- Material for this exercise:
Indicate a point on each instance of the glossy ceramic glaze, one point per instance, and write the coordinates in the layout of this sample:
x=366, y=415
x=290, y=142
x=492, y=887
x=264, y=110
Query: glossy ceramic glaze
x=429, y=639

- What you have to do: Set down the full listing once more, exactly as written.

- Response below:
Indicate a point on each instance of the glossy ceramic glaze, one point per instance, and write the coordinates in the layout of this sample:
x=366, y=415
x=290, y=142
x=492, y=887
x=264, y=110
Query: glossy ceramic glaze
x=429, y=639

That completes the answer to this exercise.